__Stated exercise__. Write out all of the material below verbatim, keeping every line as it appears.
-- Begin Records supplied --
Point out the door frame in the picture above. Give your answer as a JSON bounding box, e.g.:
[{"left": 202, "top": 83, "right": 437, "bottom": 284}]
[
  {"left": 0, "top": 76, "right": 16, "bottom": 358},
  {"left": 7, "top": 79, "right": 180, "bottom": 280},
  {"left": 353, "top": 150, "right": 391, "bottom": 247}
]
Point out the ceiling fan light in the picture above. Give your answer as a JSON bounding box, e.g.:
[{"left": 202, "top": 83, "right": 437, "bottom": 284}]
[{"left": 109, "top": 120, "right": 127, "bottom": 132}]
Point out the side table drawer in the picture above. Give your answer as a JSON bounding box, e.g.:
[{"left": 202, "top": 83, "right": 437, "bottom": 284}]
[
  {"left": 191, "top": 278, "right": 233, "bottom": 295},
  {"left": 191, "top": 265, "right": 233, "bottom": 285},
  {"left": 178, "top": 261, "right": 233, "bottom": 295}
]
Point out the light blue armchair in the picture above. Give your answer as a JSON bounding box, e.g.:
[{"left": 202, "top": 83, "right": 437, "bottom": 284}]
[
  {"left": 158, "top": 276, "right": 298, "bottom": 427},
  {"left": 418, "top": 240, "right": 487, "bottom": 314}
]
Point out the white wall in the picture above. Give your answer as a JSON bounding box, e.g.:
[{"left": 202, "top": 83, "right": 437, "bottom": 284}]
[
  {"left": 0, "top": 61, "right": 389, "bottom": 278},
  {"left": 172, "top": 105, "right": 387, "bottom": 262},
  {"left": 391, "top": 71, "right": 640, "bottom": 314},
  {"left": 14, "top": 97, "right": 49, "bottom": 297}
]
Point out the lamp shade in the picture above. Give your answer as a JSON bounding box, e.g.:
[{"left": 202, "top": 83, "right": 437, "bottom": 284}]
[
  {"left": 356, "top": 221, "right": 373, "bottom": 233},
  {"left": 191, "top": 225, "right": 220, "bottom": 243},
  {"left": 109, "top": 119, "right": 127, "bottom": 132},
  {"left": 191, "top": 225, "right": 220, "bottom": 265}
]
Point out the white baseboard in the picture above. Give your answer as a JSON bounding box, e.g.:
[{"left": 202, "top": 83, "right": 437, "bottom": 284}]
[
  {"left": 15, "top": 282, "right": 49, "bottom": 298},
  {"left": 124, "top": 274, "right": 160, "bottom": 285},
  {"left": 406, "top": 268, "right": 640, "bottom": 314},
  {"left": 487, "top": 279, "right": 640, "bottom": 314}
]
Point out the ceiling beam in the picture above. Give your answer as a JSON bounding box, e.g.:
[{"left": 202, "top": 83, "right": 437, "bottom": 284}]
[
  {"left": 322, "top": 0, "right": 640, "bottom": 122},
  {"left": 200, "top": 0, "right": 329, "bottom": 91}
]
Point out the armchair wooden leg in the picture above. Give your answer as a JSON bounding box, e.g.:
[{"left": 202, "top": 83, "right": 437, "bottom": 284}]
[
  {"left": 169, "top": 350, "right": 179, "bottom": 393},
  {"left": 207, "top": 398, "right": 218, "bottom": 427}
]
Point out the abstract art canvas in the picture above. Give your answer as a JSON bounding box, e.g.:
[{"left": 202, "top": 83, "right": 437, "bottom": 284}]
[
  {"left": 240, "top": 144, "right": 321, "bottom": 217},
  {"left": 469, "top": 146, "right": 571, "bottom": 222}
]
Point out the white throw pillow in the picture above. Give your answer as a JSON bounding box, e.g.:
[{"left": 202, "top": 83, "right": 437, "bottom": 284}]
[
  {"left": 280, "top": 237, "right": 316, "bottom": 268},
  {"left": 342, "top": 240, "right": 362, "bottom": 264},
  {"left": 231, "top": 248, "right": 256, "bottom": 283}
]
-- End Records supplied --
__Exercise answer__.
Point out the door frame in the picture above. Give your answer as a JSON bounding box, e.g.:
[{"left": 202, "top": 83, "right": 437, "bottom": 284}]
[
  {"left": 0, "top": 76, "right": 16, "bottom": 358},
  {"left": 7, "top": 79, "right": 180, "bottom": 280},
  {"left": 353, "top": 150, "right": 391, "bottom": 247}
]
Point out the ceiling fan light in the picture above. Give your answer as a JSON bounding box, e.g.:
[{"left": 202, "top": 83, "right": 437, "bottom": 284}]
[{"left": 109, "top": 120, "right": 127, "bottom": 132}]
Point out the side table drawer in the picture above. Give your answer as a JSON bounding box, e.g.:
[{"left": 202, "top": 83, "right": 437, "bottom": 284}]
[
  {"left": 191, "top": 278, "right": 233, "bottom": 295},
  {"left": 191, "top": 265, "right": 233, "bottom": 285},
  {"left": 178, "top": 261, "right": 233, "bottom": 295}
]
Point out the light blue armchair in the picture above. Give your answer as a JSON bounding box, e.g.:
[{"left": 202, "top": 83, "right": 437, "bottom": 284}]
[
  {"left": 158, "top": 276, "right": 298, "bottom": 427},
  {"left": 418, "top": 240, "right": 487, "bottom": 314}
]
Point out the white wall in the picture above. Give your answer as a JSON bounding box, e.g.:
[{"left": 202, "top": 83, "right": 437, "bottom": 284}]
[
  {"left": 0, "top": 61, "right": 389, "bottom": 278},
  {"left": 172, "top": 105, "right": 387, "bottom": 262},
  {"left": 391, "top": 71, "right": 640, "bottom": 314},
  {"left": 14, "top": 97, "right": 49, "bottom": 297}
]
Point out the lamp shade in the picture above. Give your answer as a JSON bounding box, e.g.:
[{"left": 202, "top": 83, "right": 437, "bottom": 284}]
[
  {"left": 356, "top": 221, "right": 373, "bottom": 233},
  {"left": 191, "top": 225, "right": 220, "bottom": 243},
  {"left": 109, "top": 119, "right": 127, "bottom": 132},
  {"left": 191, "top": 225, "right": 220, "bottom": 265}
]
Point out the white baseboard in the picture above. Give your answer as a JSON bounding box, e.g.:
[{"left": 202, "top": 83, "right": 437, "bottom": 284}]
[
  {"left": 15, "top": 282, "right": 49, "bottom": 298},
  {"left": 124, "top": 274, "right": 160, "bottom": 285},
  {"left": 406, "top": 268, "right": 640, "bottom": 314},
  {"left": 487, "top": 279, "right": 640, "bottom": 314}
]
Point out the ceiling beam in the picture above. Give your answer as a JSON bounding box, e.g.:
[{"left": 202, "top": 83, "right": 437, "bottom": 284}]
[
  {"left": 322, "top": 0, "right": 640, "bottom": 122},
  {"left": 200, "top": 0, "right": 329, "bottom": 91}
]
Point out the armchair wooden leg in the picture above. Give your answer as a JSON bounding box, e.g.:
[{"left": 202, "top": 83, "right": 437, "bottom": 284}]
[
  {"left": 169, "top": 350, "right": 179, "bottom": 393},
  {"left": 207, "top": 398, "right": 218, "bottom": 427}
]
Point out the abstract art canvas in the picture above. Give your answer as a JSON bounding box, e.g.:
[{"left": 202, "top": 83, "right": 437, "bottom": 284}]
[
  {"left": 240, "top": 144, "right": 321, "bottom": 217},
  {"left": 469, "top": 146, "right": 571, "bottom": 222}
]
Point out the white throw pillow in the picture above. Give your answer as a JSON bounding box, e.g.:
[{"left": 202, "top": 83, "right": 437, "bottom": 284}]
[
  {"left": 280, "top": 237, "right": 316, "bottom": 268},
  {"left": 342, "top": 240, "right": 362, "bottom": 264},
  {"left": 231, "top": 248, "right": 256, "bottom": 283}
]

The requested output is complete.